Work task: For the entries below, print exactly the lines between the line holding "Practice. Identify the pine" and the line holding "Target: shadowed tree", inclusive, and nothing else.
(Extracted information)
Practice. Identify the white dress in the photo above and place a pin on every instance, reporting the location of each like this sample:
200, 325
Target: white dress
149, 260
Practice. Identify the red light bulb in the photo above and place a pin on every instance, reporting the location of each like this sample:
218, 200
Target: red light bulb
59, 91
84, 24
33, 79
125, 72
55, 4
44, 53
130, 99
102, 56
(End Extracted information)
(Extracted information)
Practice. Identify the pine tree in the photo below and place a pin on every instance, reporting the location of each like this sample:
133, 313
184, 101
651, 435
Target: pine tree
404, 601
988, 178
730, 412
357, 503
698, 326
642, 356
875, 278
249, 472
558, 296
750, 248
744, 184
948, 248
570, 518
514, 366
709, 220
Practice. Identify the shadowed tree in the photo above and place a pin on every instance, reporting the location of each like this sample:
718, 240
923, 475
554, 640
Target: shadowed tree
(End Extracted information)
Answer space:
Practice. Identify the pine tree in the photo below and place a pin on every instance, reporting the location of each like this sample:
133, 313
184, 101
651, 435
Target: pine tree
404, 601
988, 178
730, 412
357, 503
698, 326
642, 356
875, 278
249, 472
558, 296
750, 248
744, 184
948, 248
570, 518
514, 366
709, 220
Practice. Identify the shadowed tree in the photo above and place a pin on every instance, reporting the location of each like this sample:
718, 240
923, 475
554, 640
Target: shadowed tree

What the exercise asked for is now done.